[LIST OF TASKS]
#1 Retype the portion of the information security classification text that begins at the words "Organizations have a" and stops after the words "within your organization.".
#2 Begin at the line of the listing that has "Record the location of each instance of the logo" and stop after the line that has "Record the location of each instance of the player's". Write those lines out again with their requests, shifting every number in the marker coordinates up by 125, and leave the pictures out.

[EXCERPTED TEXT]

◇ ◇ ◇ ◇ ◇ ◇ ◇

If your organization is missing an Information Security Classification Policy or not using one effectively for making decisions about risk and cyber defence measures, then read on. Why? Because since a well-defined information security classification policy underpins most cyber security, not having one strongly suggests that your organization is simply not spending its security budget wisely, because it is not optimizing risk or resources.
IT DOESN'T EXIST
How many times have we heard that? Unfortunately, more often than not. When we ask organisations to provide us with a copy of their information security classification, we frequently discover there isn’t one. Which is precisely why we thought it important to persuade readers to develop one if it’s their responsibility. And if it’s not, then to encourage whoever is responsible to do it asap.
As Information classification is an iterative, ongoing process, good governance requires that it is under continual review and constantly improved to maintain its effectiveness. So, if you’re thinking, “We already have one,” but you haven’t reviewed it for 12 months or more, you’d be well-advised to do so.
Organizations have a lot to gain from data identification and classification. So, before we drill into the process and classification levels, it is of the utmost importance to appreciate the benefits of having information classified, as this will help in justifying the time and effort necessary to complete Information Security Classification within your organization.
The following are the main benefits of classifying information with security levels:
1. Information Security Classification requires that information first be identified. An initiative is therefore required to actively discover information that’s created, stored and handled by different business groups within the organization. By discovering information, you’re basically rediscovering your business. And this means you can take a moment to review how information is empowering it or possibly operating ineffectively.

◇ ◇ ◇ ◇ ◇ ◇ ◇

[DATA SHOWN]
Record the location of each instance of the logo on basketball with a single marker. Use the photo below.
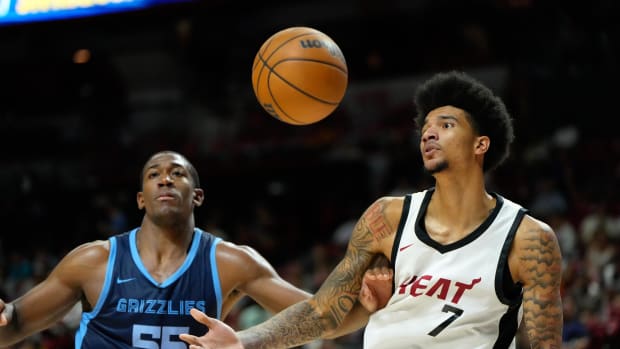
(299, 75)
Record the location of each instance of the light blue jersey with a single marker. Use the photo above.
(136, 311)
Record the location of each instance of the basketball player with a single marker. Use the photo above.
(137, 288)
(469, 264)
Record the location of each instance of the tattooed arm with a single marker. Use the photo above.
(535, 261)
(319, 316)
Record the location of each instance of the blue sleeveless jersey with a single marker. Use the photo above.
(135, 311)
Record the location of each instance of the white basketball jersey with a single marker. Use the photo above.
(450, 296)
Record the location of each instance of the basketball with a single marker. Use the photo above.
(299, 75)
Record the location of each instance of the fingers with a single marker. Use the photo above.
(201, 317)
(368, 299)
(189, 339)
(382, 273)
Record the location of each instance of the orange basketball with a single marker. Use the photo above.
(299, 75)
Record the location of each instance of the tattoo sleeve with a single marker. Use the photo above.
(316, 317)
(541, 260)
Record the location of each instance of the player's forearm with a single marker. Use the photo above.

◇ ◇ ◇ ◇ ◇ ◇ ◇

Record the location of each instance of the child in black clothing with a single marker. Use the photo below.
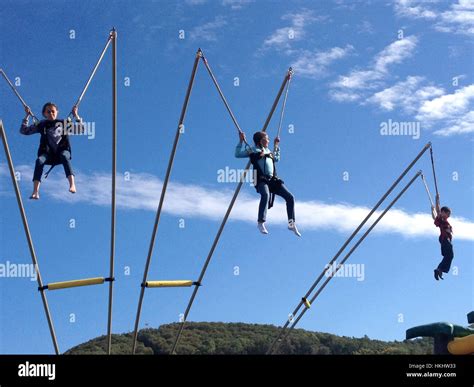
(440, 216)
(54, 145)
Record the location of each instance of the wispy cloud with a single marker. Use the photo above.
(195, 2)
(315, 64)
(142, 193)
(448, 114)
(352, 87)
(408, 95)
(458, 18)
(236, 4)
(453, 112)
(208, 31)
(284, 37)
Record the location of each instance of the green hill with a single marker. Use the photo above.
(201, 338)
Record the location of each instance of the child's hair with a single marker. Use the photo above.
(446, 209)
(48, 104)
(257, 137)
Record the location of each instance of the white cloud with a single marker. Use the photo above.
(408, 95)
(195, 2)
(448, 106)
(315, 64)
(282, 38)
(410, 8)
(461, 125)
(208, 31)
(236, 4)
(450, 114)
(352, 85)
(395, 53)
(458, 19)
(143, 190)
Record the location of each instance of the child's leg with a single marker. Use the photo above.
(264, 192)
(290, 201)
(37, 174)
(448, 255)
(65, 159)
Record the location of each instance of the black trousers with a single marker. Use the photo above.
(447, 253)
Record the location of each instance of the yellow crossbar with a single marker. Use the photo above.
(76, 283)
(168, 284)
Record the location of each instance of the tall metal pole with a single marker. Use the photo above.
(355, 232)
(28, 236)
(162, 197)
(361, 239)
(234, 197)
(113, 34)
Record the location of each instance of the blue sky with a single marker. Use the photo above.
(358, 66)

◇ ◇ ◇ ◇ ◇ ◇ ◇

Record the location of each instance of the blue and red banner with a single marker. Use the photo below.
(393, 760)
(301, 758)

◇ ◇ ◇ ◇ ◇ ◇ ◇

[ANSWERS TO THE EXERCISES]
#1
Organizations have a lot to gain from data identification and classification. So, before we drill into the process and classification levels, it is of the utmost importance to appreciate the benefits of having information classified, as this will help in justifying the time and effort necessary to complete Information Security Classification within your organization.

#2
Record the location of each instance of the logo on basketball with a single marker. Use the photo below.
(424, 200)
Record the location of each instance of the light blue jersey with a single marker. Use the photo above.
(261, 436)
Record the location of each instance of the basketball player with a single marker. Use the photo above.
(262, 413)
(594, 389)
Record the location of each instance of the tattooed arm with a single marker. Use the photo above.
(660, 386)
(444, 441)
Record the location of each instance of the blue sleeveless jersey with a single marker. Use the photo above.
(260, 436)
Record the location of each instance of the white basketball jersey with a single marker. Use the photo above.
(575, 421)
Record the location of each instance of the basketball with a single marker. Use the photo above.
(424, 200)
Record the location of each instance of the fingers with a single marker. Use the photo above.
(326, 442)
(493, 424)
(314, 464)
(507, 398)
Record the location of each instance of the orange basketball with a single marker. Use the photo above.
(424, 200)
Record the location of each instance of the tattoo sleeve with a single marker. Use the photo above.
(441, 442)
(666, 385)
Record the location of each instance of the player's forearm with a single marker. Use the photo above.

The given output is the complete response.